**Given problem:**
Rewrite the records below, replacing "Give results as" with "Return results as" and leaving everything else unchanged.

**Input data:**
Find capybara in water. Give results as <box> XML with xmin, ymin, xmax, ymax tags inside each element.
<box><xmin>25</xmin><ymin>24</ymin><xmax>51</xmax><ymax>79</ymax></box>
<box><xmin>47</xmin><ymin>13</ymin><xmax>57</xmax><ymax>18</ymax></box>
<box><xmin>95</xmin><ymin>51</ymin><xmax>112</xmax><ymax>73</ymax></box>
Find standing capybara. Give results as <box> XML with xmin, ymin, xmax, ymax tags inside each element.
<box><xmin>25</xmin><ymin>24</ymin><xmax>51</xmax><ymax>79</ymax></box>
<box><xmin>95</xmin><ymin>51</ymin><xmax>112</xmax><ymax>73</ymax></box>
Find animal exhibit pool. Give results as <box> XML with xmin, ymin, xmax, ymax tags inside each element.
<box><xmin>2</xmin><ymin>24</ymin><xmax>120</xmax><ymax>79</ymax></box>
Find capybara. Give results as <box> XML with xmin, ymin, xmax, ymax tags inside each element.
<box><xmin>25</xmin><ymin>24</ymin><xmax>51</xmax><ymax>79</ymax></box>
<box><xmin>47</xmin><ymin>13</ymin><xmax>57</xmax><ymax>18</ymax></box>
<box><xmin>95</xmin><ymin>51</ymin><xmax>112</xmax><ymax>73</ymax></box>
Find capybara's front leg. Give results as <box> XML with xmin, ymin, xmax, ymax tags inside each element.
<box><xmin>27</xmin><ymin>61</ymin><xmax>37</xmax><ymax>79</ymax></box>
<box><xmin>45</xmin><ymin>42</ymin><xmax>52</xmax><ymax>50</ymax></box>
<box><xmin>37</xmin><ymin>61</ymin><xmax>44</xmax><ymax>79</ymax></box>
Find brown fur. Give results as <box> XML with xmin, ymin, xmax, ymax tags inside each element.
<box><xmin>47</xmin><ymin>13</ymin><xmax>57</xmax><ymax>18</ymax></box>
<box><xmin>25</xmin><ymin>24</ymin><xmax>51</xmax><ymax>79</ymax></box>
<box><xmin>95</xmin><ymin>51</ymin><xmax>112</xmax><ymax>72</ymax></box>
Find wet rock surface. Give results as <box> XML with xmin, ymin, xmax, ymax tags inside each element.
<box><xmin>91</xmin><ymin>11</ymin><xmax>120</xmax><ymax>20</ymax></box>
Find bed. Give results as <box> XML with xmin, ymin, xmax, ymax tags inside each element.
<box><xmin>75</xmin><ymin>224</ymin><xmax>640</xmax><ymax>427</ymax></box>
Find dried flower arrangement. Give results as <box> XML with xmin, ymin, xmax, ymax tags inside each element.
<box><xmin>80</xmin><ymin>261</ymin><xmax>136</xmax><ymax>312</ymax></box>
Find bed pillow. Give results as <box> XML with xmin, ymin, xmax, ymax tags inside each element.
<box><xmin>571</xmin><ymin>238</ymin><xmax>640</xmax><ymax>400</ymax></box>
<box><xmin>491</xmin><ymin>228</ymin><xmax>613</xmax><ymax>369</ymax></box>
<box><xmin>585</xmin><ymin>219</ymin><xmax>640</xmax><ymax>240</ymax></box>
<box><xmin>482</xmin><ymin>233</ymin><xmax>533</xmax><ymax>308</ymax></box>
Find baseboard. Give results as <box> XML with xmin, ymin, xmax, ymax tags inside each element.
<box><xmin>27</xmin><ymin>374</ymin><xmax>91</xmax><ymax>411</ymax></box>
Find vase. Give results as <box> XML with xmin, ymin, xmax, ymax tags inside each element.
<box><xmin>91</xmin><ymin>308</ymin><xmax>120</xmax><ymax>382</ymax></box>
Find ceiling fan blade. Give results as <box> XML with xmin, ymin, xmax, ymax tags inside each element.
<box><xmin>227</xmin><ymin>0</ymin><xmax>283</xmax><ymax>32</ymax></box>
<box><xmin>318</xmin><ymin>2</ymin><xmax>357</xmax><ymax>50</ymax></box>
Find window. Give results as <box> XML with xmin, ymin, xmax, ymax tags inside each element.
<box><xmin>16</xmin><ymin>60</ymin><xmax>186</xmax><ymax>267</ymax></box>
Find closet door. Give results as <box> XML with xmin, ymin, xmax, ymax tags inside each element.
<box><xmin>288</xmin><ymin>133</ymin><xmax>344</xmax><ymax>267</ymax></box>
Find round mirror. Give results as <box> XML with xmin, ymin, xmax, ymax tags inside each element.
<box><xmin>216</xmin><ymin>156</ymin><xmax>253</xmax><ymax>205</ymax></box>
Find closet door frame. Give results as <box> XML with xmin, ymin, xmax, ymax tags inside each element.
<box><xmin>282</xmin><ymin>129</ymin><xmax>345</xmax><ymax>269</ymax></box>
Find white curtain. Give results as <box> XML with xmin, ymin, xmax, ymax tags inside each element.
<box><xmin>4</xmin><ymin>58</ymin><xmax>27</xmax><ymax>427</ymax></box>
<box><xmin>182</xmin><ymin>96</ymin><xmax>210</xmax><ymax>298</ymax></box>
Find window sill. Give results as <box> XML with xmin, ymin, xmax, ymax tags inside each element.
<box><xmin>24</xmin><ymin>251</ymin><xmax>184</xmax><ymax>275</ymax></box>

**Result:**
Find capybara in water. Return results as <box> XML with xmin, ymin, xmax, ymax tags inside each element.
<box><xmin>25</xmin><ymin>24</ymin><xmax>51</xmax><ymax>79</ymax></box>
<box><xmin>47</xmin><ymin>13</ymin><xmax>57</xmax><ymax>18</ymax></box>
<box><xmin>95</xmin><ymin>51</ymin><xmax>112</xmax><ymax>73</ymax></box>
Find standing capybara. Return results as <box> XML with xmin, ymin, xmax, ymax tags inside each element.
<box><xmin>25</xmin><ymin>24</ymin><xmax>51</xmax><ymax>79</ymax></box>
<box><xmin>95</xmin><ymin>51</ymin><xmax>112</xmax><ymax>73</ymax></box>
Find animal exhibit pool. Return results as <box> XML with xmin, ymin, xmax, ymax tags inside each element.
<box><xmin>2</xmin><ymin>24</ymin><xmax>120</xmax><ymax>79</ymax></box>
Find capybara. Return results as <box> XML with xmin, ymin, xmax, ymax tags inside each element.
<box><xmin>25</xmin><ymin>24</ymin><xmax>51</xmax><ymax>79</ymax></box>
<box><xmin>47</xmin><ymin>13</ymin><xmax>57</xmax><ymax>18</ymax></box>
<box><xmin>95</xmin><ymin>51</ymin><xmax>112</xmax><ymax>73</ymax></box>
Find capybara's front leg. Return results as <box> XML with xmin, ymin, xmax, ymax tags inside each element.
<box><xmin>27</xmin><ymin>61</ymin><xmax>37</xmax><ymax>79</ymax></box>
<box><xmin>45</xmin><ymin>42</ymin><xmax>52</xmax><ymax>50</ymax></box>
<box><xmin>37</xmin><ymin>61</ymin><xmax>44</xmax><ymax>79</ymax></box>
Find brown fur. Return results as <box> XML with xmin, ymin, xmax, ymax tags inside each element.
<box><xmin>47</xmin><ymin>13</ymin><xmax>57</xmax><ymax>18</ymax></box>
<box><xmin>25</xmin><ymin>24</ymin><xmax>51</xmax><ymax>79</ymax></box>
<box><xmin>95</xmin><ymin>51</ymin><xmax>112</xmax><ymax>72</ymax></box>
Find wet rock surface. Return results as <box> XML with xmin, ymin, xmax, ymax tags inside each element.
<box><xmin>91</xmin><ymin>11</ymin><xmax>120</xmax><ymax>20</ymax></box>
Find bed. Return results as <box> XML with xmin, ymin, xmax, ymax tags inside each element.
<box><xmin>75</xmin><ymin>224</ymin><xmax>640</xmax><ymax>427</ymax></box>
Find dried flower arrangement. Return results as <box> XML with xmin, ymin, xmax, ymax tags inside each element.
<box><xmin>80</xmin><ymin>261</ymin><xmax>136</xmax><ymax>312</ymax></box>
Find bed pillow. Return results as <box> XML with xmin, ymin, xmax, ymax tags inside each element.
<box><xmin>571</xmin><ymin>238</ymin><xmax>640</xmax><ymax>400</ymax></box>
<box><xmin>491</xmin><ymin>228</ymin><xmax>613</xmax><ymax>369</ymax></box>
<box><xmin>585</xmin><ymin>219</ymin><xmax>640</xmax><ymax>240</ymax></box>
<box><xmin>482</xmin><ymin>233</ymin><xmax>533</xmax><ymax>308</ymax></box>
Find baseboard. Return results as <box> XML with xmin, ymin, xmax, ymax tags inside each element.
<box><xmin>27</xmin><ymin>374</ymin><xmax>91</xmax><ymax>411</ymax></box>
Find vase. Return results as <box> XML with xmin, ymin, xmax, ymax tags inside each element.
<box><xmin>91</xmin><ymin>308</ymin><xmax>120</xmax><ymax>382</ymax></box>
Find ceiling fan blade. Return results as <box> XML with xmin, ymin, xmax, ymax tags inside each element.
<box><xmin>227</xmin><ymin>0</ymin><xmax>283</xmax><ymax>32</ymax></box>
<box><xmin>318</xmin><ymin>2</ymin><xmax>357</xmax><ymax>50</ymax></box>
Find window. Return results as <box> XML with xmin, ymin, xmax, ymax tags inside each element.
<box><xmin>16</xmin><ymin>60</ymin><xmax>186</xmax><ymax>267</ymax></box>
Find closet door. Return results as <box> XML with xmin, ymin, xmax, ymax tags inside each element.
<box><xmin>288</xmin><ymin>133</ymin><xmax>344</xmax><ymax>267</ymax></box>
Find round mirror. Return results as <box> XML with xmin, ymin, xmax, ymax tags inside each element.
<box><xmin>216</xmin><ymin>156</ymin><xmax>253</xmax><ymax>205</ymax></box>
Find closet door frame. Return results as <box> XML with xmin, ymin, xmax, ymax tags inside each element.
<box><xmin>282</xmin><ymin>129</ymin><xmax>345</xmax><ymax>269</ymax></box>
Find white curtain. Return results as <box> XML with xmin, ymin, xmax, ymax tags inside each element.
<box><xmin>4</xmin><ymin>58</ymin><xmax>27</xmax><ymax>427</ymax></box>
<box><xmin>182</xmin><ymin>96</ymin><xmax>210</xmax><ymax>298</ymax></box>
Find window sill. Return results as <box> XML with xmin, ymin, xmax, ymax tags inside each element.
<box><xmin>24</xmin><ymin>251</ymin><xmax>184</xmax><ymax>275</ymax></box>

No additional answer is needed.